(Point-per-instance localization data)
━━━━━━━━━━

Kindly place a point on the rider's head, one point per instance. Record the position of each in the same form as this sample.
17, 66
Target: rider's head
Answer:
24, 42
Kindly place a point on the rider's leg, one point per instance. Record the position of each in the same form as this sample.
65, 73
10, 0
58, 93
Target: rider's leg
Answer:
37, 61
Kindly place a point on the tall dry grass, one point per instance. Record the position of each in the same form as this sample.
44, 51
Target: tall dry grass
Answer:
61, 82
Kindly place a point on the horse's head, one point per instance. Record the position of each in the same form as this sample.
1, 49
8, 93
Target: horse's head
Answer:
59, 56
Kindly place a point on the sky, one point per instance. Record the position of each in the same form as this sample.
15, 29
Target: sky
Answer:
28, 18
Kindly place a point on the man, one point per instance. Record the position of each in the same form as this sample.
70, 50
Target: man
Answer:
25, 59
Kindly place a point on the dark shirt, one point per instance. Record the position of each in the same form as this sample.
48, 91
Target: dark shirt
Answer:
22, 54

━━━━━━━━━━

Activity
Among the lines of the data above, find those with the word "rider" and show them.

Response to this exercise
Kindly place a point on the rider's head, one point per instance. Record the position of each in the same form as this sample.
Target: rider's head
Kindly place a point on the rider's leg, one point per instance. Record the position of each in the same form as this sample.
Target: rider's leg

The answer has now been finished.